:: WHAT YOU NEED TO DO ::
Copy out all of the items below, swapping "Marked at" for "Found at" wherever it occurs and leaving everything else unchanged.

── SUPPLIED DATA ──

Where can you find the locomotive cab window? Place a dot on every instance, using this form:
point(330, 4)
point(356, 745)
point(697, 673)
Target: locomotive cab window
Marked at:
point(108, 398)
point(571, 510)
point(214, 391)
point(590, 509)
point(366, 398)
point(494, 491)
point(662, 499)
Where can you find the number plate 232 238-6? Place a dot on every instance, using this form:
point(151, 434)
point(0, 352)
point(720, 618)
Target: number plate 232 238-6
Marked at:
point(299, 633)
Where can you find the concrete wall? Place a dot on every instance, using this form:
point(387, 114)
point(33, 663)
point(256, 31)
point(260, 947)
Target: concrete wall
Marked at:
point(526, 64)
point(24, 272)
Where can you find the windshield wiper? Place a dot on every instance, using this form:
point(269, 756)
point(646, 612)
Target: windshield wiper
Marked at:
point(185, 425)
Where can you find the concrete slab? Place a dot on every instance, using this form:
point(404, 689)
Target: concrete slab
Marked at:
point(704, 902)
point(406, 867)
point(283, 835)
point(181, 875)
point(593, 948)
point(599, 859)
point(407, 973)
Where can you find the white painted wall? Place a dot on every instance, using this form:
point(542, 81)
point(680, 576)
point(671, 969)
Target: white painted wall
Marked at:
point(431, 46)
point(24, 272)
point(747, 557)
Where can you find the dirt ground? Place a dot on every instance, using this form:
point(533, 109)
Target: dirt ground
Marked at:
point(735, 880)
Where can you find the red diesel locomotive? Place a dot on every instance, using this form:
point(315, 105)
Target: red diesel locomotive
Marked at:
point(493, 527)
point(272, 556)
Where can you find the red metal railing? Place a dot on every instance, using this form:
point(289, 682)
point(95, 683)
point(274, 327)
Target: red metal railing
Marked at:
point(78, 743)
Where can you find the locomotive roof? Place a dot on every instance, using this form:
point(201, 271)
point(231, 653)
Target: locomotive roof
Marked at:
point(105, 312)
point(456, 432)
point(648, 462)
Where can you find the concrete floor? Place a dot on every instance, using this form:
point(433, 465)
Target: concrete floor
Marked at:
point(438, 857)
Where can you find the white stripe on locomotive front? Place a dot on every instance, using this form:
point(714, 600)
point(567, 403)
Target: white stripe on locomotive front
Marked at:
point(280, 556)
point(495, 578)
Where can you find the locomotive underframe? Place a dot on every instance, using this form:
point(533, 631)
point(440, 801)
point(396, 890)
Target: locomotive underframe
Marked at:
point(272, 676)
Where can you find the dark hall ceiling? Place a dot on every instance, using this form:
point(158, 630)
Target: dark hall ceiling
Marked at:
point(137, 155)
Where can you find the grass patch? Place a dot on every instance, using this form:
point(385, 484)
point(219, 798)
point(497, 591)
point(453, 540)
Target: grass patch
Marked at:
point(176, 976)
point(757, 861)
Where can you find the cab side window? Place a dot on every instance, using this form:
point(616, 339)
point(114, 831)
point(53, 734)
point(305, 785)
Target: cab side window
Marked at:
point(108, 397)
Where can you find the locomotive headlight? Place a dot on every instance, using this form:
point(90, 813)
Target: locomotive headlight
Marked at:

───

:: TASK RESPONSE ::
Where can you find the locomotive cab window? Place a dot on every instance, using this form:
point(330, 4)
point(356, 745)
point(697, 673)
Target: locomotive cab window
Found at:
point(108, 398)
point(571, 510)
point(214, 391)
point(590, 509)
point(366, 398)
point(494, 491)
point(662, 499)
Where can you find the number plate 232 238-6? Place a dot on every instance, using this form:
point(151, 434)
point(0, 352)
point(720, 618)
Target: number plate 232 238-6
Found at:
point(299, 633)
Where can you find the concrete wall? Place a dot on every instance, using this form:
point(387, 114)
point(33, 663)
point(256, 31)
point(260, 947)
Target: concrete wall
Found at:
point(526, 64)
point(24, 272)
Where can you find the windshield wiper? Place a dot on every instance, using this form:
point(269, 756)
point(646, 612)
Target: windshield wiper
Found at:
point(185, 425)
Where can you find the concrete slab? Place a dot on every instance, using this form:
point(404, 689)
Target: concrete slab
Found at:
point(704, 902)
point(406, 867)
point(283, 835)
point(181, 875)
point(593, 948)
point(599, 859)
point(407, 973)
Where can you find the white painted wall? Place a dot on every instance, using this form:
point(542, 81)
point(680, 576)
point(671, 969)
Target: white painted wall
Found at:
point(431, 46)
point(24, 272)
point(747, 557)
Where can you find the dirt ground? Place a dot on every instance, using this form:
point(533, 109)
Target: dirt ground
Found at:
point(735, 880)
Where can you find the red diesel locomotive? Place a dot on every instance, using this form:
point(315, 105)
Target: red diesel locomotive
Found at:
point(493, 527)
point(272, 556)
Where can you find the red metal railing? Place a dot on every instance, using this form:
point(289, 682)
point(95, 683)
point(274, 327)
Target: red metal railing
Found at:
point(78, 743)
Where can you find the locomotive roof? Place a dot on every instance, using this form:
point(201, 271)
point(231, 653)
Target: locomotive roof
Found at:
point(105, 312)
point(456, 432)
point(648, 462)
Where can you find the concrete floor? Place a dot on every instance, using this form:
point(433, 465)
Target: concrete floor
Found at:
point(438, 857)
Where can you find the white stripe on locomotive front? Place a dot on every instance, using this form:
point(714, 600)
point(567, 403)
Target: white stripe on locomotive front
Found at:
point(280, 556)
point(495, 578)
Where can you find the locomotive underframe? Place a dot on every instance, using this form:
point(533, 631)
point(440, 801)
point(396, 890)
Target: locomotive underframe
Found at:
point(272, 676)
Where can you find the dark hall ceiling? Place a dot on every instance, using this form:
point(158, 630)
Target: dark hall ceiling
Found at:
point(137, 155)
Where can you find the grass patch? Place a dot on every instance, using this form:
point(385, 484)
point(219, 798)
point(497, 591)
point(453, 540)
Target: grass patch
Found at:
point(176, 976)
point(757, 861)
Where can you find the cab side window? Place a dot on every instance, using this form:
point(616, 339)
point(114, 831)
point(53, 734)
point(305, 785)
Target: cab side window
Found at:
point(108, 397)
Where can you find the locomotive headlight? Place a dot on every instance, using this form:
point(90, 813)
Target: locomotive headlight
Found at:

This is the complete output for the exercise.